Text:
The debate about coastal secession is a cry for inclusion rather than exclusion. It bears more national, rather than regional impulses, and is informed, not by history, but by recent experiences, especially common perceptions of how political representation and redistribution actually works in Kenya.
In sum, it is the result of the failure by Kenya’s current presidential system of governance in capturing the aspirations of a multi-ethnic society.
In this way, the ubiquitous calls for national unity that also encourage people to forget the past and move on, may actually serve to silence a healthy conversation. This conversation is fundamentally concerned with building a Kenya whose destiny can be shaped by citizens from all its regions. Therefore, the coastal secession debate should not be seen as an extrinsic, separate or fringe issue, but as forming parts to a wider (and more national) conversation that is as old as independent Kenya.
Granted, the promoters of the proposal have openly stated that theirs is driven by the experience of exclusion of coastal interests, where majority of coastal residents find themselves on the lowest rung of the ladder of capitalism and feeling like outsiders in most national political proceedings.
Indictment
Yet this language of exclusion is distinctively Kenyan, and has been the experience of most regions that have felt pangs of marginalisation from a small clique of elites centred around Nairobi and its environs. The immediacy of this concern, felt in most regions outside the coast, has of course been heightened by the experiences of the 2013 and 2017 elections, all of which were held under the 2010 constitution that established a majoritarian, presidential system and introduced what most have felt to be modest decentralisation.
Mombasa Governor Hassan Joho and his Kilifi counterpart, Amason Kingi, have openly stated that even without the historical colonial treaties that gave a special legal category for what was known as the ten-mile coastal strip, they would still push for secession as they feel “unwanted, ignored and oppressed.”
Critics have (perhaps rightly so) stated that Joho and Kingi are pushing the secession agenda merely to advance their future political careers. But in addition to not denying the role of personal interests in their demands for secession, the two have also stated that the call for secession is informed by the Jubilee administration’s hostility towards devolution.
In a tacit indictment of Kenya’s strongly ethnicised discourse of politics, including the exclusionary qualities of the presidential system, Kingi stated that he and Joho have ambitions to run for the presidency, but don’t feel that they can adequately compete in Kenya’s politics as currently constituted. In sum, the two have learnt that a coastal politician will not fare well in a presidential contest under a majoritarian presidential system given the region’s numerically smaller ethnic communities. In this manner, the current call for coastal secession has become part of a longer conversation about restructuring the Kenyan state.
In this historical discussion, differences amongst Kenyan political players have always revolved around the form and extent of decentralisation, and whether Kenya should adopt a presidential or a parliamentary system. During independence constitutional talks in the 1960s, a form of regional decentralisation dubbed Majimbo in Swahili was proposed and adopted in the 1963 constitution.

Goals:
**A.** Answer these from the text on coastal secession, one line each:
(i) Which constitution were the 2013 and 2017 elections held under?
(ii) Who is named as the Kilifi governor?
(iii) What was the form of regional decentralisation adopted in the 1963 constitution called in Swahili?
**B.** Translate this sentence from the text on coastal secession into Spanish: "In sum, it is the result of the failure by Kenya’s current presidential system of governance in capturing the aspirations of a multi-ethnic society."
**C.** Reproduce the passage of the text on coastal secession between "In sum, it is" and "as independent Kenya.", inclusive.

Stored rows:
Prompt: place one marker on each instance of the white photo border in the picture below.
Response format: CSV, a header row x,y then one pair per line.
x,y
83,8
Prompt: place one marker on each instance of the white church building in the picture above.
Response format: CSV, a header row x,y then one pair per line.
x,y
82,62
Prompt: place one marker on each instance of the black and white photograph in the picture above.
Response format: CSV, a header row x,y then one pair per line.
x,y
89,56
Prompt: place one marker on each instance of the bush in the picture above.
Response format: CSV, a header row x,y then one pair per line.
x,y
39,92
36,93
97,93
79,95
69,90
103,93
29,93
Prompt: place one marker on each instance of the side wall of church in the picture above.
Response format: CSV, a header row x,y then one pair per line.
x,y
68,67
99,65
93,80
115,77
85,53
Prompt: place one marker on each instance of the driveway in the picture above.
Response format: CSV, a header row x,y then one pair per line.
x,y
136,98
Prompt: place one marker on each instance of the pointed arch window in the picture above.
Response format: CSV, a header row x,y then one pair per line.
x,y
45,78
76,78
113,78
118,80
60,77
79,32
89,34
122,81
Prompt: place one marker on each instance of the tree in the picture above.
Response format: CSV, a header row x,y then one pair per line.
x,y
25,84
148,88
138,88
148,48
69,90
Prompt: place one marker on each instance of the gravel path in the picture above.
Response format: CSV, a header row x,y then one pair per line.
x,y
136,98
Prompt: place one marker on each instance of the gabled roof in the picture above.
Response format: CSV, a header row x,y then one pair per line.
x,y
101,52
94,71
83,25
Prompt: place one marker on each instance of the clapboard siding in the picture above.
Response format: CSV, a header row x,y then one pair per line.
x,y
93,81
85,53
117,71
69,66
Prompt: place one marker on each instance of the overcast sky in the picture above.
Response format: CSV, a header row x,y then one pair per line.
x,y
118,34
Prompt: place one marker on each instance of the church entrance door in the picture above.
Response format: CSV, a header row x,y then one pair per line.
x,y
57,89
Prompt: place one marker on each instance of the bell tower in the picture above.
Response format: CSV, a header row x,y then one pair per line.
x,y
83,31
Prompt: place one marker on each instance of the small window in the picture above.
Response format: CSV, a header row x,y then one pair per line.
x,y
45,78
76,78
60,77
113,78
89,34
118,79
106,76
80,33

Solutions in order:
**A.**
(i) The 2010 constitution.
(ii) Amason Kingi.
(iii) Majimbo.

**B.** En resumen, es el resultado del fracaso del actual sistema presidencial de gobierno de Kenia en recoger las aspiraciones de una sociedad multiétnica.

**C.**
In sum, it is the result of the failure by Kenya’s current presidential system of governance in capturing the aspirations of a multi-ethnic society.
In this way, the ubiquitous calls for national unity that also encourage people to forget the past and move on, may actually serve to silence a healthy conversation. This conversation is fundamentally concerned with building a Kenya whose destiny can be shaped by citizens from all its regions. Therefore, the coastal secession debate should not be seen as an extrinsic, separate or fringe issue, but as forming parts to a wider (and more national) conversation that is as old as independent Kenya.